• _WHAT IS EXPECTED_
Can you transcribe every line exactly and leave the pictures behind?

• _INPUT MATERIAL_

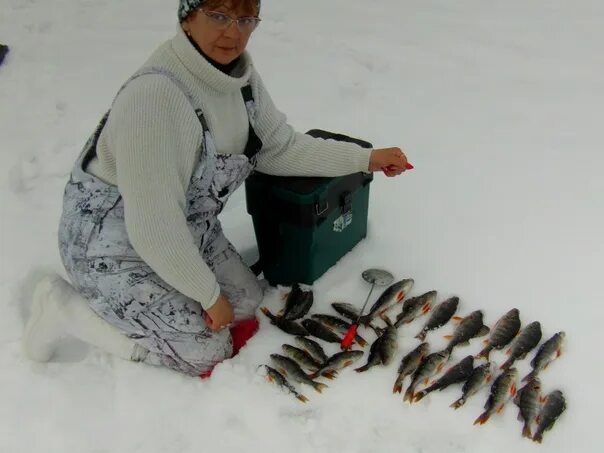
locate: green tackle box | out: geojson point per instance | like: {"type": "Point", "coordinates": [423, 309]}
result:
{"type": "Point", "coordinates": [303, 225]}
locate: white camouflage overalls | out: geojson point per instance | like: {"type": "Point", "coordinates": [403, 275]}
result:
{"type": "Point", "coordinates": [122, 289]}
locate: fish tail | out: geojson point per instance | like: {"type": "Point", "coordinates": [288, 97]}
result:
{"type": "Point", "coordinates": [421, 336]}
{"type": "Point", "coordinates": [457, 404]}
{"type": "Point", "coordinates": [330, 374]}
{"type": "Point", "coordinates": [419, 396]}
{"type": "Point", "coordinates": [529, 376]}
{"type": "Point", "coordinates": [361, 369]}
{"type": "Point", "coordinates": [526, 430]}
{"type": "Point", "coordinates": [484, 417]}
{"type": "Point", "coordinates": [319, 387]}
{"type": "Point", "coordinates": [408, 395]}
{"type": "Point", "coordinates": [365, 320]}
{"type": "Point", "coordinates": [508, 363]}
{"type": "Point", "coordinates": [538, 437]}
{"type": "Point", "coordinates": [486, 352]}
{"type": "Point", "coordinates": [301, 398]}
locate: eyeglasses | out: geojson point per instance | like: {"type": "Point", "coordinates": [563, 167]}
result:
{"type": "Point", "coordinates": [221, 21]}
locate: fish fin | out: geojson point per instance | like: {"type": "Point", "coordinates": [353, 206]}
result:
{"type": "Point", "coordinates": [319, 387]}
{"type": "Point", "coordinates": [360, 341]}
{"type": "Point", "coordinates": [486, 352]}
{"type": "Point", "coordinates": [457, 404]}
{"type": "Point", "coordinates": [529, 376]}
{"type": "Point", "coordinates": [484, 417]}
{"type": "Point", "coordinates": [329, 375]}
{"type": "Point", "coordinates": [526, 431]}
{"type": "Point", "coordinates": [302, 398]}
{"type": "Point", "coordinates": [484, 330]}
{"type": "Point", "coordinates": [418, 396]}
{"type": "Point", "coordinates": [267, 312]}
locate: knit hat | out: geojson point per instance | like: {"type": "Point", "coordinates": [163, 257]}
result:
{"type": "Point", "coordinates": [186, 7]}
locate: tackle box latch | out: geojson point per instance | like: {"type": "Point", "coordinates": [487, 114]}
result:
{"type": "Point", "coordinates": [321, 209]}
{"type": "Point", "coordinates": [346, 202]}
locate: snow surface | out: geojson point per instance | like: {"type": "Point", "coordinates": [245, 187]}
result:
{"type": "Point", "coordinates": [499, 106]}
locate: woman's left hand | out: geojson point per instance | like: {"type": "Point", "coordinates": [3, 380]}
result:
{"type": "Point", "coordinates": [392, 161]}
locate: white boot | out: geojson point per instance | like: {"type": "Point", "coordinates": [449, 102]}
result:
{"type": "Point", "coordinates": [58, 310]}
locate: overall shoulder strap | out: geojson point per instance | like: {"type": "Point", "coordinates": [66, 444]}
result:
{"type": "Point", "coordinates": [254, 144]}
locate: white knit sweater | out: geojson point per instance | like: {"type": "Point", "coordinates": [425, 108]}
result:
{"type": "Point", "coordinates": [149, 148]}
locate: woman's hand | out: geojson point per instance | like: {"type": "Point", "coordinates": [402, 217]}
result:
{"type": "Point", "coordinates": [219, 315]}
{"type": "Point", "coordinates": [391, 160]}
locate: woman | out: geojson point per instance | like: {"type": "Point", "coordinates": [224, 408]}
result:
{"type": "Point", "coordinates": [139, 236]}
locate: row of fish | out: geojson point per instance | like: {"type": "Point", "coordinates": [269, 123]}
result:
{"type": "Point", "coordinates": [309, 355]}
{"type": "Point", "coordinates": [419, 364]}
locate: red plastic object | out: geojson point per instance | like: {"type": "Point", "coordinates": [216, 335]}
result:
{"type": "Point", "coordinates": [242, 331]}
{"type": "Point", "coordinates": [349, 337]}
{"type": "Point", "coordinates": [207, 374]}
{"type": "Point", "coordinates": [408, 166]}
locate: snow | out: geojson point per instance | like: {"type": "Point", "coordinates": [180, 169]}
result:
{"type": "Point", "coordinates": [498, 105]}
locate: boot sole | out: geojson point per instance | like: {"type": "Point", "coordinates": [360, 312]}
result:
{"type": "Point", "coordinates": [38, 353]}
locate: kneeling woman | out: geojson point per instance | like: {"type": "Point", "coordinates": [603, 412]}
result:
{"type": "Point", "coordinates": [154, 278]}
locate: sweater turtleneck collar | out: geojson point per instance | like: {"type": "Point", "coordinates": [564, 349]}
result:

• _COMPLETE ANSWER_
locate: green tackle box | out: geojson point per instance | like: {"type": "Point", "coordinates": [423, 309]}
result:
{"type": "Point", "coordinates": [303, 225]}
locate: white camouflage overalls | out: geojson point per instance | like: {"type": "Point", "coordinates": [403, 275]}
result:
{"type": "Point", "coordinates": [122, 289]}
locate: fish tail | out: geojson point per instance | like: {"type": "Point", "coordinates": [288, 97]}
result:
{"type": "Point", "coordinates": [421, 336]}
{"type": "Point", "coordinates": [457, 404]}
{"type": "Point", "coordinates": [330, 374]}
{"type": "Point", "coordinates": [419, 396]}
{"type": "Point", "coordinates": [529, 376]}
{"type": "Point", "coordinates": [361, 369]}
{"type": "Point", "coordinates": [526, 430]}
{"type": "Point", "coordinates": [484, 417]}
{"type": "Point", "coordinates": [319, 387]}
{"type": "Point", "coordinates": [408, 395]}
{"type": "Point", "coordinates": [365, 320]}
{"type": "Point", "coordinates": [508, 363]}
{"type": "Point", "coordinates": [538, 437]}
{"type": "Point", "coordinates": [486, 352]}
{"type": "Point", "coordinates": [301, 398]}
locate: eyeglasses | out: geojson point per instance | like: {"type": "Point", "coordinates": [563, 167]}
result:
{"type": "Point", "coordinates": [221, 21]}
locate: fish fin | out: geojson point per instance | like: {"type": "Point", "coordinates": [353, 206]}
result:
{"type": "Point", "coordinates": [319, 387]}
{"type": "Point", "coordinates": [360, 341]}
{"type": "Point", "coordinates": [486, 352]}
{"type": "Point", "coordinates": [457, 404]}
{"type": "Point", "coordinates": [529, 376]}
{"type": "Point", "coordinates": [484, 417]}
{"type": "Point", "coordinates": [329, 375]}
{"type": "Point", "coordinates": [526, 431]}
{"type": "Point", "coordinates": [302, 398]}
{"type": "Point", "coordinates": [484, 330]}
{"type": "Point", "coordinates": [418, 396]}
{"type": "Point", "coordinates": [267, 312]}
locate: knit hat | out: geojson point per instance | like: {"type": "Point", "coordinates": [163, 257]}
result:
{"type": "Point", "coordinates": [186, 7]}
locate: tackle box latch | out: geojson point per instance | like: {"type": "Point", "coordinates": [487, 114]}
result:
{"type": "Point", "coordinates": [321, 209]}
{"type": "Point", "coordinates": [346, 202]}
locate: snow surface | out: geojson point per instance | like: {"type": "Point", "coordinates": [245, 187]}
result:
{"type": "Point", "coordinates": [499, 106]}
locate: woman's left hand | out: geojson point per instance | like: {"type": "Point", "coordinates": [3, 380]}
result:
{"type": "Point", "coordinates": [392, 161]}
locate: white boot | out: geojson point per instance | like: {"type": "Point", "coordinates": [449, 102]}
result:
{"type": "Point", "coordinates": [58, 310]}
locate: overall shoulder strap | out: geojson point per instance | like: {"type": "Point", "coordinates": [66, 444]}
result:
{"type": "Point", "coordinates": [254, 144]}
locate: white knit sweater | out: geojson point per instance | like: {"type": "Point", "coordinates": [425, 108]}
result:
{"type": "Point", "coordinates": [149, 148]}
locate: woman's hand | out: geojson point per instance | like: {"type": "Point", "coordinates": [402, 217]}
result:
{"type": "Point", "coordinates": [219, 315]}
{"type": "Point", "coordinates": [391, 160]}
locate: woman | out: geojson point per instance | like: {"type": "Point", "coordinates": [224, 408]}
result:
{"type": "Point", "coordinates": [139, 236]}
locate: row of fish | out: geojson point per instance | like: {"type": "Point", "coordinates": [269, 123]}
result:
{"type": "Point", "coordinates": [309, 355]}
{"type": "Point", "coordinates": [419, 364]}
locate: red plastic object | out: geojson point per instance | like: {"type": "Point", "coordinates": [216, 335]}
result:
{"type": "Point", "coordinates": [242, 331]}
{"type": "Point", "coordinates": [349, 337]}
{"type": "Point", "coordinates": [207, 374]}
{"type": "Point", "coordinates": [408, 166]}
locate: snow | out: geojson point per instance | like: {"type": "Point", "coordinates": [180, 169]}
result:
{"type": "Point", "coordinates": [498, 105]}
locate: boot sole | out: geojson point per instance | like: {"type": "Point", "coordinates": [360, 312]}
result:
{"type": "Point", "coordinates": [38, 353]}
locate: kneeling woman | out: geojson point per instance | like: {"type": "Point", "coordinates": [603, 412]}
result:
{"type": "Point", "coordinates": [154, 278]}
locate: sweater turtleneck collar | out: geojson point per instance | like: {"type": "Point", "coordinates": [564, 349]}
result:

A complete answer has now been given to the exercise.